## start SELECTED PASSAGE

On April 20, 2017, Plaintiff filed the instant suit against Defendants Prosecutors Willis and Wynne, Judge Wheless, Attorneys Gibbs and Ledbetter, the Court of Appeals Justices, the Court of Criminal Appeals Justices, FPD, Governor Greg Abbott (as former Attorney General), and Attorney General Ken Paxton. Relevant herein, in the underlying criminal case, 366th District Judge Ray Wheless presided, Attorneys Greg Gibbs and Mark Ledbetter represented Plaintiff and Collin County District Attorney Greg Willis and Assistant District Attorney Lindsey Wynne prosecuted Plaintiff. Bailey, 2013 WL 3974047, at *1.
By and through his suit, Plaintiff seeks "declaratory, injunctive and other appropriate relief" for Defendants' violations of his "first, second, forth [sic], fifth, sixth, ninth, and fourteenth Amendment[]" rights (Dkt. #1 at p. 1). Specifically, Plaintiff requests "a jury trial that will allow Plaintiff AND the defendants a venue that will make ALL accountable to a jury of their peers" because "[t]he defendants have utilized their formidable skills as legal professionals to prove that they can readily manipulate the system and procure a criminal conviction upon a man THAT THEY KNEW , ALL ALONG , WAS INNOCENT! " (Dkt. #1 at p. 4) (emphasis in original). In addition to Plaintiff's civil rights claims, Plaintiff asserts six state law claims.

## end SELECTED PASSAGE
## start DATASET RECORDS

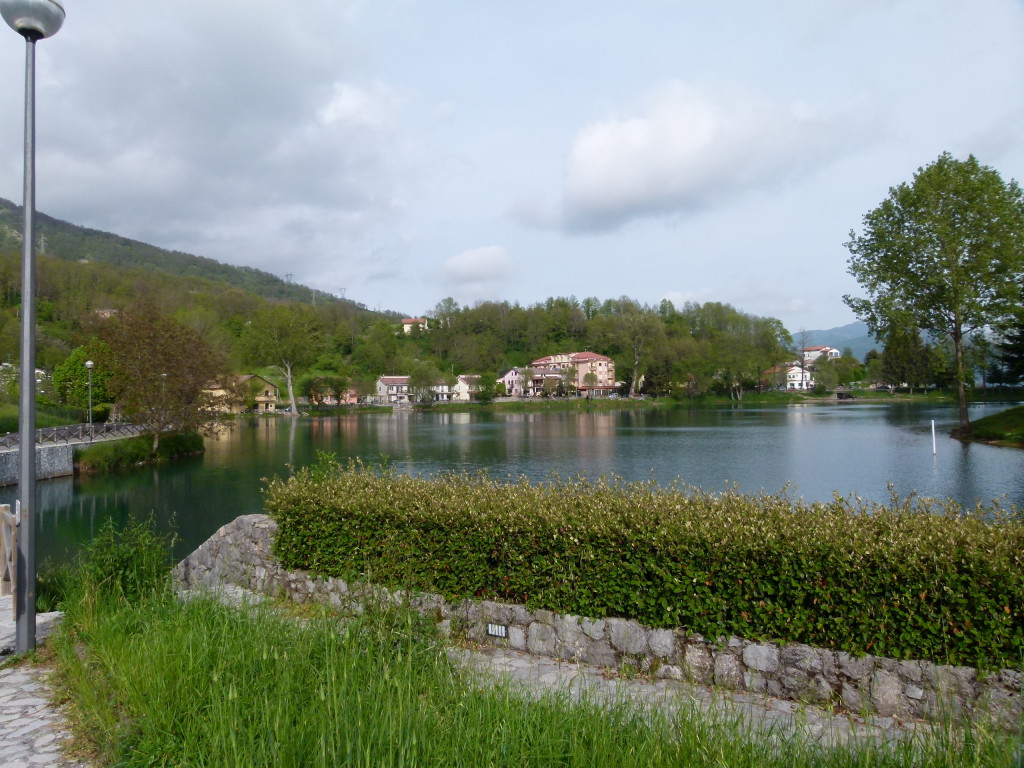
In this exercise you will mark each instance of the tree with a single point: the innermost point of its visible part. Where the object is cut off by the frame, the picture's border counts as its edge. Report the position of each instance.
(287, 337)
(906, 359)
(162, 374)
(944, 254)
(71, 378)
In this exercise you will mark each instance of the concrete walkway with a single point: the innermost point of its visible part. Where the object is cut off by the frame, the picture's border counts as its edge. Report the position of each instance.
(32, 729)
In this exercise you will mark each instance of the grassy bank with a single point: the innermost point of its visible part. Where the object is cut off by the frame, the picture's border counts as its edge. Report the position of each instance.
(154, 681)
(1006, 428)
(915, 579)
(130, 452)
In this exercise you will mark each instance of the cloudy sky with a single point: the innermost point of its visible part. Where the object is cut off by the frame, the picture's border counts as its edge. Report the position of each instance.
(398, 152)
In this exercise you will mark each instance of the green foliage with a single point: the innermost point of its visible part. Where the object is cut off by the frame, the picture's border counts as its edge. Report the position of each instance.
(71, 378)
(944, 254)
(111, 455)
(1007, 426)
(160, 371)
(915, 579)
(169, 682)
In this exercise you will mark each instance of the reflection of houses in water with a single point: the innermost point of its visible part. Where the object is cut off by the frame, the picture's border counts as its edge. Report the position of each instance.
(545, 435)
(329, 431)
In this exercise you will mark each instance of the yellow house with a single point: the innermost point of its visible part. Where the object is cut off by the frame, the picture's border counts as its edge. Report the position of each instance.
(244, 392)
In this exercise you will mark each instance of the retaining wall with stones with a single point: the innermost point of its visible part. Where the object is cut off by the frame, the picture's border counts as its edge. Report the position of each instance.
(241, 554)
(51, 461)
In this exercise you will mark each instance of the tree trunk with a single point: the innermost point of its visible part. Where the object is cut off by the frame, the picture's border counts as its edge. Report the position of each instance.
(287, 370)
(965, 427)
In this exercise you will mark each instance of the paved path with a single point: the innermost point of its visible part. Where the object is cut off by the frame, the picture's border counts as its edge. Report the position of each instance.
(32, 729)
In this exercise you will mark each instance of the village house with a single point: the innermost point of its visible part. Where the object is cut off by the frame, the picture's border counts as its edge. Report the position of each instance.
(812, 353)
(790, 376)
(466, 387)
(392, 389)
(408, 324)
(584, 373)
(244, 393)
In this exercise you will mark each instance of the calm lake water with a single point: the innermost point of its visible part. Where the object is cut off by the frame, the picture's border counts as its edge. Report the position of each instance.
(817, 450)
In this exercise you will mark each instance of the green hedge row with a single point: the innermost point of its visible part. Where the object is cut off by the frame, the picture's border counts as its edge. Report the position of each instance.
(110, 455)
(915, 579)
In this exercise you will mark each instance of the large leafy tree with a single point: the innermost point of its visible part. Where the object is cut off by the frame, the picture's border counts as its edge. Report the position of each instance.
(289, 337)
(944, 254)
(162, 374)
(71, 378)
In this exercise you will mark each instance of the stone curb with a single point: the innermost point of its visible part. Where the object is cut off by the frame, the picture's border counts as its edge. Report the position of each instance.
(240, 553)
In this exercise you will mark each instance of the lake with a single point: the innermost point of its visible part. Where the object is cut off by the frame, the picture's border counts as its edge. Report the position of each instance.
(816, 449)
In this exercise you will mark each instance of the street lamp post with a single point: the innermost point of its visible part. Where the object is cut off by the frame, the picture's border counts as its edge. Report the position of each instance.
(88, 367)
(33, 19)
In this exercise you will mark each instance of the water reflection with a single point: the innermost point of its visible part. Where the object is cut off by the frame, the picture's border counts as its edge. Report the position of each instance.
(816, 450)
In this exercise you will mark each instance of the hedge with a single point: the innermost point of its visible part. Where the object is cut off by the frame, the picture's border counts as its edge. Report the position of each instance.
(914, 579)
(129, 452)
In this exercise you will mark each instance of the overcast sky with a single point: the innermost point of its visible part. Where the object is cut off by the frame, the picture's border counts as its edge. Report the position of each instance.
(399, 152)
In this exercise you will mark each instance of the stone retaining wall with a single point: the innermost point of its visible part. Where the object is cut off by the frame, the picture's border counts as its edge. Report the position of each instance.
(240, 554)
(51, 461)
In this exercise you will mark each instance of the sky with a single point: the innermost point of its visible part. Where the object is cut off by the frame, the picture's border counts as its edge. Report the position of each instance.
(395, 153)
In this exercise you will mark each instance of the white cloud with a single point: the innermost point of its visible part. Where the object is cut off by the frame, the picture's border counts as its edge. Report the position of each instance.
(368, 108)
(478, 265)
(687, 148)
(477, 272)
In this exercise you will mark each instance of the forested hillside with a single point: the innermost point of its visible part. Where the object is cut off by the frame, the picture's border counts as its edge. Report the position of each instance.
(67, 242)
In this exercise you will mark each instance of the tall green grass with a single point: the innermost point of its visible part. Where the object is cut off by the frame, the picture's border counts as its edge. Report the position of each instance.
(157, 681)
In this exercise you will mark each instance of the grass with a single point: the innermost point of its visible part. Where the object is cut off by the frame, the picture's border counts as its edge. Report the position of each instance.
(155, 681)
(130, 452)
(1006, 427)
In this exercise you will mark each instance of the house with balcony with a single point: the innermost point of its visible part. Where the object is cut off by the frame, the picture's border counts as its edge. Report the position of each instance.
(392, 389)
(466, 387)
(812, 353)
(409, 324)
(247, 392)
(586, 374)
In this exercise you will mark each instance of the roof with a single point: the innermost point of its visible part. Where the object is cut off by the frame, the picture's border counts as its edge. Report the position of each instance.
(574, 357)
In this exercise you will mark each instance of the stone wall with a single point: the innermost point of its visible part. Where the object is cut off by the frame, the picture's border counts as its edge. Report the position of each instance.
(240, 554)
(51, 461)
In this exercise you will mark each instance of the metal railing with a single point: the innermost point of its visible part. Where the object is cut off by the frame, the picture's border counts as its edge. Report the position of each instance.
(8, 538)
(73, 433)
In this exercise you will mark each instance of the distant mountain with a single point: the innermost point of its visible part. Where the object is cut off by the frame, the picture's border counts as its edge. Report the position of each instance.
(72, 243)
(854, 336)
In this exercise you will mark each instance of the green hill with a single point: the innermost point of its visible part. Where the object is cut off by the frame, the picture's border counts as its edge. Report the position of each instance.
(67, 242)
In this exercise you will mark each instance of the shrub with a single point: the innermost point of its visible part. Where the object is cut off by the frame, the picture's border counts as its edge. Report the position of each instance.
(914, 579)
(107, 456)
(129, 562)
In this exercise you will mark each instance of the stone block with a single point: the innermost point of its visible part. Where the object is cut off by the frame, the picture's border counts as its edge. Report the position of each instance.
(662, 642)
(698, 665)
(593, 629)
(756, 683)
(851, 697)
(670, 672)
(800, 656)
(517, 638)
(762, 657)
(542, 639)
(887, 694)
(627, 636)
(728, 671)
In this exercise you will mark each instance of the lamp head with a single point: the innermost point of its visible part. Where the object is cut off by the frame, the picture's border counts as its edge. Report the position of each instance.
(33, 18)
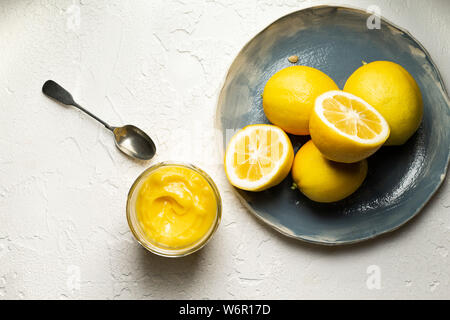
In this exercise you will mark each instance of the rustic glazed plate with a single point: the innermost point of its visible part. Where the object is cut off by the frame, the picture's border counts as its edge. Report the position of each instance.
(400, 181)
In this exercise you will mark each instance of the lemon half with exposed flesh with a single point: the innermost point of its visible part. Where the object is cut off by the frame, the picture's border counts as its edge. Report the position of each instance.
(345, 128)
(258, 157)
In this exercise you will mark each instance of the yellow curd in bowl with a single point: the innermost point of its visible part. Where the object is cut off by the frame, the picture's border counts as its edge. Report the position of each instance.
(173, 209)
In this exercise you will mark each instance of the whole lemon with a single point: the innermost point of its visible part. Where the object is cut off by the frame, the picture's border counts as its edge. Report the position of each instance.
(390, 89)
(323, 180)
(289, 96)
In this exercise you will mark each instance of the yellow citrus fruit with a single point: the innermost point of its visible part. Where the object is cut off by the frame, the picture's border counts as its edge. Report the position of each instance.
(258, 157)
(323, 180)
(390, 89)
(345, 128)
(289, 97)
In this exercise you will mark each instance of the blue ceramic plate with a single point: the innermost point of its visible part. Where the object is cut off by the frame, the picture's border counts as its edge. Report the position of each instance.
(400, 181)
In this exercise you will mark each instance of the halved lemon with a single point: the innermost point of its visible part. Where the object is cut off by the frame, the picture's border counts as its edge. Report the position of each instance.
(345, 128)
(258, 157)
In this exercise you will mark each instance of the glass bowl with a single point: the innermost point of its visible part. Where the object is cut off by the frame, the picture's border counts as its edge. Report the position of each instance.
(139, 233)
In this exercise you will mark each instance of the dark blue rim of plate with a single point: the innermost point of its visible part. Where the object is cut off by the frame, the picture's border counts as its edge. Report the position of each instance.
(306, 238)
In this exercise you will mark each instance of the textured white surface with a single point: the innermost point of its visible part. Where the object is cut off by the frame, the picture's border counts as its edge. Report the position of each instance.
(159, 65)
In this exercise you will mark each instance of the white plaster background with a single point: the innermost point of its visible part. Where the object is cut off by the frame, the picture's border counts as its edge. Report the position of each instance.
(159, 65)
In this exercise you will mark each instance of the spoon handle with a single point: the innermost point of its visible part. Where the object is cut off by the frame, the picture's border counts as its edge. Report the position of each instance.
(55, 91)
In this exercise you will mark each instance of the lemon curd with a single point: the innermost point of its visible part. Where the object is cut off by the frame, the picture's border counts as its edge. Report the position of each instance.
(176, 208)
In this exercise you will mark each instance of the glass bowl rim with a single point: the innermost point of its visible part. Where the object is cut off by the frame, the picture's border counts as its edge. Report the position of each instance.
(183, 251)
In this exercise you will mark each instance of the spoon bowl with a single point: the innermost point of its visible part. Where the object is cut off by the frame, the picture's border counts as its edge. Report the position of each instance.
(129, 139)
(134, 142)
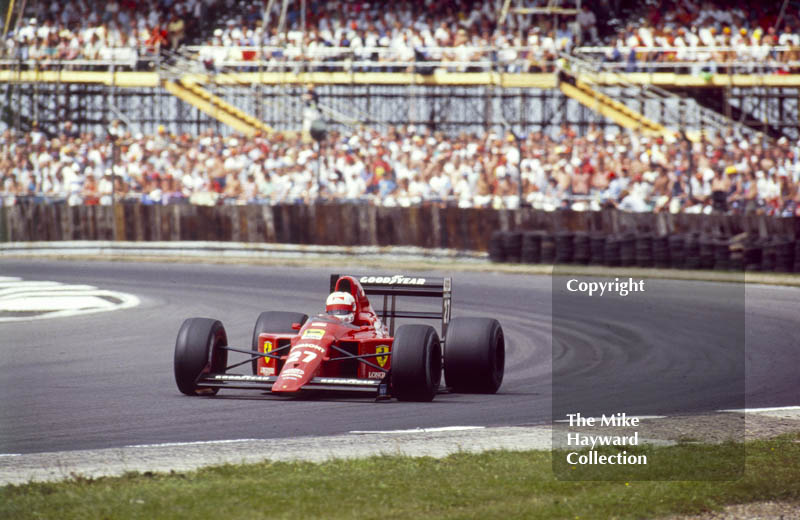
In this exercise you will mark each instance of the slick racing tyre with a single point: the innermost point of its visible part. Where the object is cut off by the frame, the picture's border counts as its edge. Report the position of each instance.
(474, 355)
(198, 351)
(416, 363)
(278, 322)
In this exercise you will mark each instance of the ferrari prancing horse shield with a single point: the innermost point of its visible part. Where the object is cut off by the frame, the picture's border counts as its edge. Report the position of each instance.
(382, 349)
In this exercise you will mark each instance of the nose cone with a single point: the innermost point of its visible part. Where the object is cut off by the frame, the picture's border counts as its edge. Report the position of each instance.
(301, 365)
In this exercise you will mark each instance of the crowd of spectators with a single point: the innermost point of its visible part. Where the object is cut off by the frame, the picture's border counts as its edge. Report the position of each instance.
(118, 30)
(464, 34)
(405, 166)
(716, 36)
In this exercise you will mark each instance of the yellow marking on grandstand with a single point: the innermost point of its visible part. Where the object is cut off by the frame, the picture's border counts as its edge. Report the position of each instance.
(612, 109)
(120, 79)
(216, 107)
(438, 77)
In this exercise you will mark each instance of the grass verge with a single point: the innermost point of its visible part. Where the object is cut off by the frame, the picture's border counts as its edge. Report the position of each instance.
(488, 485)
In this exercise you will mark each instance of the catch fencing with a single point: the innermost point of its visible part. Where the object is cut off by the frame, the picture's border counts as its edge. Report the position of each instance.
(607, 237)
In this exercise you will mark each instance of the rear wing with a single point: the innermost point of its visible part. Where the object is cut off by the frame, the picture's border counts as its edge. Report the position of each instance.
(392, 286)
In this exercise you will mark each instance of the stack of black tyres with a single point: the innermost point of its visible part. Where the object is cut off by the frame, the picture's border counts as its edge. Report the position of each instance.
(613, 251)
(548, 248)
(597, 248)
(677, 251)
(565, 249)
(768, 255)
(691, 249)
(797, 256)
(581, 248)
(722, 255)
(627, 250)
(496, 246)
(644, 250)
(784, 255)
(737, 255)
(512, 244)
(752, 255)
(532, 247)
(707, 245)
(661, 256)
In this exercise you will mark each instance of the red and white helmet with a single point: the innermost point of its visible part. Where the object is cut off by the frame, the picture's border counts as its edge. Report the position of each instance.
(341, 305)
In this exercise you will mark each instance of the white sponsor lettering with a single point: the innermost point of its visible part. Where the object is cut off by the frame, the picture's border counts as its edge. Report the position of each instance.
(242, 377)
(397, 279)
(313, 334)
(338, 381)
(311, 346)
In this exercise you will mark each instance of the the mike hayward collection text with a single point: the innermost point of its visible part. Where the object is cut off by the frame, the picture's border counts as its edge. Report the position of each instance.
(592, 441)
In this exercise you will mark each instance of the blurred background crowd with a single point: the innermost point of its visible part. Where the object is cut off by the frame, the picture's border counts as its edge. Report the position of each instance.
(404, 166)
(715, 35)
(410, 165)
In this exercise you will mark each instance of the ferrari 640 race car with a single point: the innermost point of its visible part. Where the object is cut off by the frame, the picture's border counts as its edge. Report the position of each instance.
(351, 348)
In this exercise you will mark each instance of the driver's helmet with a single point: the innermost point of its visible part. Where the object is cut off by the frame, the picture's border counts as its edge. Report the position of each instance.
(341, 305)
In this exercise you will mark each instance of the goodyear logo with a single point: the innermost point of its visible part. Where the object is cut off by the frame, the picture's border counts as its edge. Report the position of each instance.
(382, 349)
(313, 334)
(397, 279)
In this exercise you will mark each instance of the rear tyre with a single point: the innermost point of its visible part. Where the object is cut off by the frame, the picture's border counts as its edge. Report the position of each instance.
(416, 363)
(277, 322)
(474, 355)
(198, 351)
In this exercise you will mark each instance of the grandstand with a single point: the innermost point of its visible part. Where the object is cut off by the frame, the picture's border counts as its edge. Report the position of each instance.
(662, 106)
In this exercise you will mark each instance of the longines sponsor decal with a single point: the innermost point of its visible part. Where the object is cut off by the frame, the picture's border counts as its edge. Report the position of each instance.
(338, 381)
(309, 345)
(397, 279)
(292, 373)
(313, 334)
(242, 377)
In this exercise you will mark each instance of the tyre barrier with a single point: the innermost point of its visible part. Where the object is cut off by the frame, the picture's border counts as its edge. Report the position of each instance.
(548, 249)
(597, 249)
(581, 250)
(627, 250)
(613, 251)
(661, 252)
(678, 251)
(496, 251)
(532, 247)
(512, 246)
(644, 250)
(797, 257)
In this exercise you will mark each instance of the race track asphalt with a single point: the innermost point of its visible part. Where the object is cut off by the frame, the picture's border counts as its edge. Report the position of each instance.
(106, 380)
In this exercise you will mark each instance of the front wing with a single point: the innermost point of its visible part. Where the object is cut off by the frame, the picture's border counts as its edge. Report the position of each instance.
(255, 382)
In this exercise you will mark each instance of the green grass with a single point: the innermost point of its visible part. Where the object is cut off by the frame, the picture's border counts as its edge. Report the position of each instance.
(484, 486)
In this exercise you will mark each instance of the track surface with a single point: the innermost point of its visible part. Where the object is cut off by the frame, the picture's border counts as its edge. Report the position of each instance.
(104, 381)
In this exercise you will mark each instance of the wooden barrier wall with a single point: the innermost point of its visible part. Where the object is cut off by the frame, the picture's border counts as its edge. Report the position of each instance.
(350, 224)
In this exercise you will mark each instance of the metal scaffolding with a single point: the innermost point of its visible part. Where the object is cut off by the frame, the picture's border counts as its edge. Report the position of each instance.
(448, 108)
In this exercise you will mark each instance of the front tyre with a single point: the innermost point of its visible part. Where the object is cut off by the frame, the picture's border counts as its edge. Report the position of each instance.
(198, 351)
(416, 363)
(474, 355)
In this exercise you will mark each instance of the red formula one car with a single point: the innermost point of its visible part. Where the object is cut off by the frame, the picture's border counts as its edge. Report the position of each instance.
(350, 348)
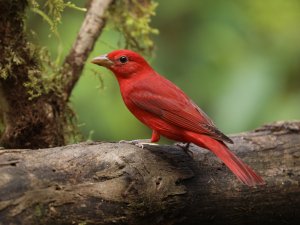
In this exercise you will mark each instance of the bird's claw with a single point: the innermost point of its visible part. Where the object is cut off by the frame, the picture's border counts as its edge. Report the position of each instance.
(139, 142)
(185, 148)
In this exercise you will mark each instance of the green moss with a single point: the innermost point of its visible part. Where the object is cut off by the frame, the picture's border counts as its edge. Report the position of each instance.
(132, 18)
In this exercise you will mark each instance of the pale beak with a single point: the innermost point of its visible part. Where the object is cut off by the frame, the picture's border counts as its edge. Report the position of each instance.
(102, 60)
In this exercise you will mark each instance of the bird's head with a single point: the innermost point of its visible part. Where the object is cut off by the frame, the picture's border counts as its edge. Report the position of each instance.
(123, 63)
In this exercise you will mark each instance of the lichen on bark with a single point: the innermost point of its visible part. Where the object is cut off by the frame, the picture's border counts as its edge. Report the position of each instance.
(29, 122)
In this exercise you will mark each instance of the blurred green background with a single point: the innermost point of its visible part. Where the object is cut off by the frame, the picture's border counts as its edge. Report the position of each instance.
(238, 60)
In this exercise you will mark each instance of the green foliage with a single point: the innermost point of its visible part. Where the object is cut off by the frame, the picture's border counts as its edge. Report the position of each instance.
(132, 19)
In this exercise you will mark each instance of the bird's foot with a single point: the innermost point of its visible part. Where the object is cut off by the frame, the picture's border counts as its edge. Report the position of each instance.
(139, 142)
(185, 148)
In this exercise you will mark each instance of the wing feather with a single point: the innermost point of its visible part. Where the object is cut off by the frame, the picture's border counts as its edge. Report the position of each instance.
(179, 111)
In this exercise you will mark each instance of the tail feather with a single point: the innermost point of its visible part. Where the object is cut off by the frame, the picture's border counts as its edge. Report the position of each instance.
(243, 172)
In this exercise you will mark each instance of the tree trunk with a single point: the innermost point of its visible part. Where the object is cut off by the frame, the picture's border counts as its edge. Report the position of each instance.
(39, 122)
(112, 183)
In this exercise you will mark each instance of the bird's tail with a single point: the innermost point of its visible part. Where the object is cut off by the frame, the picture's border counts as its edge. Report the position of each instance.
(243, 172)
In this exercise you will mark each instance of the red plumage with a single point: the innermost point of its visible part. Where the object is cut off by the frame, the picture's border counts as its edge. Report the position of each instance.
(168, 111)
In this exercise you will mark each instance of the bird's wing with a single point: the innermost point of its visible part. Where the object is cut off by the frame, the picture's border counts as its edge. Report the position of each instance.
(178, 110)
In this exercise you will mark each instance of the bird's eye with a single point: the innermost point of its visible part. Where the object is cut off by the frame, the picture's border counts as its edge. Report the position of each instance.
(123, 59)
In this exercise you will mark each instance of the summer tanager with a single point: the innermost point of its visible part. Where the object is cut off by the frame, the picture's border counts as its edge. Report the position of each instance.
(168, 111)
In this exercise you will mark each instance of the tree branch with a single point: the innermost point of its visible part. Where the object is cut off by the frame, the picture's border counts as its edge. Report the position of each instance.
(90, 30)
(112, 183)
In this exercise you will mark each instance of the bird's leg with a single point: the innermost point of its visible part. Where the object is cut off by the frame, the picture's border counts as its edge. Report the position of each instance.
(186, 149)
(141, 142)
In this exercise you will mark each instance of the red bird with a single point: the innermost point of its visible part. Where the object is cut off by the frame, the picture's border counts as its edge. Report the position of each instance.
(168, 111)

## end DATASET RECORDS

TASKS TO CARRY OUT:
**A)** Name each individual person listed as a defendant in the lawsuit passage.
**B)** Restate the paragraph of the lawsuit passage that begins "On April 20, 2017" as a bulleted list, keeping its main facts.
**C)** Using the lawsuit passage, decide whether each statement below is correct. Answer yes or no, and quote the words that settle it.
(i) Lindsey Wynne represented Plaintiff as defense counsel.
(ii) Plaintiff brings state law claims in addition to civil rights claims.
(iii) Greg Abbott is named in his role as former Attorney General.

ANSWERS BY TASK:
**A)** Willis, Wynne, Wheless, Gibbs, Ledbetter, Greg Abbott, Ken Paxton

**B)**
- Filing date: Plaintiff filed the suit on April 20, 2017.
- Defendants: Prosecutors Willis and Wynne, Judge Wheless, Attorneys Gibbs and Ledbetter, the Court of Appeals Justices, the Court of Criminal Appeals Justices, FPD, Governor Greg Abbott (as former Attorney General) and Attorney General Ken Paxton.
- Presiding judge in the underlying criminal case: 366th District Judge Ray Wheless.
- Plaintiff's attorneys: Greg Gibbs and Mark Ledbetter.
- Prosecutors: Collin County District Attorney Greg Willis and Assistant District Attorney Lindsey Wynne.

**C)**
(i) No: "Assistant District Attorney Lindsey Wynne prosecuted Plaintiff"
(ii) Yes: "In addition to Plaintiff's civil rights claims, Plaintiff asserts six state law claims."
(iii) Yes: "Governor Greg Abbott (as former Attorney General)"